Please convert every line of the rows below into a JSON list of strings, one string per line, omitting any blank lines.
--- START Material for the task ---
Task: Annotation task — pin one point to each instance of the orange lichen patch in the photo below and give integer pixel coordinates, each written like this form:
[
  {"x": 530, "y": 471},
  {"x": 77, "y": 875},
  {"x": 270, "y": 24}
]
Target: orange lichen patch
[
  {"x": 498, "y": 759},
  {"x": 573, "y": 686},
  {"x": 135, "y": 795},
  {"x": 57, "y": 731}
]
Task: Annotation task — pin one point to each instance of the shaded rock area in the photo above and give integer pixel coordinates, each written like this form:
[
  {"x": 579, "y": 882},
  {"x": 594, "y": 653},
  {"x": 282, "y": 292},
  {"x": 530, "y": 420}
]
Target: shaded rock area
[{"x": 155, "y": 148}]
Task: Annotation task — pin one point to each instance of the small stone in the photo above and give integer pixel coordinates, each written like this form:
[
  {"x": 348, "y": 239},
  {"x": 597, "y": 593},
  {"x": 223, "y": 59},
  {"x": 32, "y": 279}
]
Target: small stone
--- END Material for the task ---
Complete output -
[
  "Task: Annotation task — pin one point to each instance of the orange lichen patch in the photo below and give integer pixel coordinates, each written like this form:",
  "[",
  "  {\"x\": 530, \"y\": 471},",
  "  {\"x\": 77, \"y\": 875},",
  "  {\"x\": 270, \"y\": 24}",
  "]",
  "Target: orange lichen patch",
  "[",
  "  {\"x\": 498, \"y\": 759},",
  "  {\"x\": 573, \"y\": 686},",
  "  {\"x\": 135, \"y\": 795},",
  "  {\"x\": 57, \"y\": 731}",
  "]",
  "Task: Annotation task — pin one point to each instance of the shaded rock area in the photo above and give integer pixel coordinates, each written like this form:",
  "[",
  "  {\"x\": 579, \"y\": 882},",
  "  {\"x\": 594, \"y\": 653},",
  "  {\"x\": 282, \"y\": 292},",
  "  {\"x\": 530, \"y\": 420}",
  "]",
  "Target: shaded rock area",
  "[{\"x\": 155, \"y\": 148}]",
  "Task: Annotation task — pin one point to each instance of the small stone in the photo above and give integer pixel coordinates, each written like this form:",
  "[",
  "  {\"x\": 348, \"y\": 239},",
  "  {\"x\": 597, \"y\": 593},",
  "  {\"x\": 223, \"y\": 59},",
  "  {\"x\": 32, \"y\": 279}",
  "]",
  "Target: small stone"
]